> Assignment
Please answer from the health-care court article: which court questioned whether it has the authority to decide the constitutionality of the health-care overhaul?

U.S. Appeals Court Questions Its Authority in Obama Health-Care Cases

The U.S. Court of Appeals in Virginia questioned whether it has the authority to decide the constitutionality of the Obama administration’s health-care overhaul.

The three-judge panel in Richmond said yesterday the question is whether the Anti-Injunction Act, which generally bars decisions on tax law before taxes are collected, prevents the court from ruling on a challenge to the statute’s requirement that most Americans buy health insurance.

“It’s an interesting twist,” said Kevin Walsh, a law professor at the University of Richmond and a former clerk to Supreme Court Justice Antonin Scalia. “This is an apparent resurrection of an issue the parties once argued about and seemingly put behind them.”

The judges are reviewing one lower-court ruling that upheld the health-care law and another that struck down part of it. On May 10, during back-to-back arguments lasting about two hours, the issue of the court’s jurisdiction was touched on by one of the lawyers then dropped without questions from the court.

The Virginia appeals stem from a challenge to the law by the state of Virginia and another by Liberty University, a Christian school founded in Lynchburg, Virginia, by the late Reverend Jerry Falwell.

Power to Tax

In court, the government argued that the legislation is an extension of Congress’s power to tax, as people who fail to buy coverage starting in 2014 would face a penalty to be included on an individual’s tax return.

In the lower court, Justice Department attempts to win dismissal of the cases on the Anti-Injunction Act were rejected. The government didn’t cite the law on appeal.

Tracy Schmaler, a Justice Department spokeswoman, and Brian Gottstein, a spokesman for Virginia Attorney General Ken Cuccinelli, declined to comment.

“We will file our response and see what happens when the court issues its ruling,” said Mathew Staver, dean of Liberty University School of Law.

> Dataset content
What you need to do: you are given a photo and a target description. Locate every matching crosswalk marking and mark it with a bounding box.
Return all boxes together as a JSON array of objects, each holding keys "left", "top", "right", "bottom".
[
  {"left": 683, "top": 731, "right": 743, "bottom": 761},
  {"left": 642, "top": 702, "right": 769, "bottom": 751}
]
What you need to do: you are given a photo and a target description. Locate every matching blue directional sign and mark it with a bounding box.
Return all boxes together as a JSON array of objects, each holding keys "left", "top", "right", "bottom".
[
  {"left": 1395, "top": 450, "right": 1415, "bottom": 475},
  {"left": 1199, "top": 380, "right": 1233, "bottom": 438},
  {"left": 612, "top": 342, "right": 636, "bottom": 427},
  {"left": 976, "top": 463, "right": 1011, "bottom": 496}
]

> Solution for this problem
The U.S. Court of Appeals in Virginia.